### Request
Arrange everything from the line containing "Point to the white building" down to the end of the data as a JSON list of strings, with one string per line and blank lines omitted.

Location identification items:
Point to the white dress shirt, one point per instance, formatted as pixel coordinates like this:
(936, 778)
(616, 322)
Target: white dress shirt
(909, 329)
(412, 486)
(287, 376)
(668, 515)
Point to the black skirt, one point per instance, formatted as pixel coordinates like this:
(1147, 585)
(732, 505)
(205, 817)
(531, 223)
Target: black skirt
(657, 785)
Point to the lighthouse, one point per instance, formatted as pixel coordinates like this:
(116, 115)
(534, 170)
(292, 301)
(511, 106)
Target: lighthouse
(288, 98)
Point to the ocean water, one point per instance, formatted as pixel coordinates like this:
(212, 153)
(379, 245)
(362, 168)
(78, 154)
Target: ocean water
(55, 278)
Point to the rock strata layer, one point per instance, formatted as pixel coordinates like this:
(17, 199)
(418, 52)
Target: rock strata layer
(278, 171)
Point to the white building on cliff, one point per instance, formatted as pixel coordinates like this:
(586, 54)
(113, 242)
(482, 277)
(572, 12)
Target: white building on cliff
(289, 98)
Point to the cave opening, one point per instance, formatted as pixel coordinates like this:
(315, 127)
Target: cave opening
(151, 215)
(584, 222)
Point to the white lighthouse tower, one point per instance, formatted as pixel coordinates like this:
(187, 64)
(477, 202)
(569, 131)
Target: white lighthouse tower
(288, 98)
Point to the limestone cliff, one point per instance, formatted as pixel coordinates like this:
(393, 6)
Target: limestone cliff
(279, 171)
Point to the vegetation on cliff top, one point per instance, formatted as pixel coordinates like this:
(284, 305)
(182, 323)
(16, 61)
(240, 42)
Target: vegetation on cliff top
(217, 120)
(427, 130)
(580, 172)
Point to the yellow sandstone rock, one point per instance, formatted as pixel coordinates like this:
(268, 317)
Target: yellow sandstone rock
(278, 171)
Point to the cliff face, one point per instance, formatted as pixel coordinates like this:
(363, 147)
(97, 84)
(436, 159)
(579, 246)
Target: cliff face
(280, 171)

### Exercise response
[
  "Point to the white building on cliff, one point per instance, formatted as pixel coordinates like this:",
  "(586, 54)",
  "(113, 242)",
  "(482, 277)",
  "(572, 12)",
  "Target: white building on cliff",
  "(289, 98)",
  "Point to the cave opening, one point per instance, formatted as pixel coordinates like this:",
  "(315, 127)",
  "Target: cave opening",
  "(151, 215)",
  "(584, 222)",
  "Point to the white lighthouse tower, one point per instance, formatted as pixel coordinates like this:",
  "(187, 64)",
  "(477, 202)",
  "(569, 131)",
  "Target: white lighthouse tower",
  "(288, 98)",
  "Point to the limestone cliff, one point per instance, formatted as pixel coordinates like this:",
  "(393, 6)",
  "Target: limestone cliff",
  "(279, 171)",
  "Point to the vegetation on cliff top, one point per instance, formatted as pixel coordinates like this:",
  "(284, 305)",
  "(182, 323)",
  "(16, 61)",
  "(240, 42)",
  "Target: vegetation on cliff top",
  "(217, 120)",
  "(427, 130)",
  "(580, 172)",
  "Point to the yellow sandstone rock, one point per instance, formatted as pixel coordinates like this:",
  "(268, 317)",
  "Target: yellow sandstone rock",
  "(278, 171)",
  "Point to the cliff face, one point per instance, formatted as pixel coordinates like this:",
  "(363, 147)",
  "(97, 84)",
  "(436, 159)",
  "(579, 246)",
  "Target: cliff face",
  "(280, 171)"
]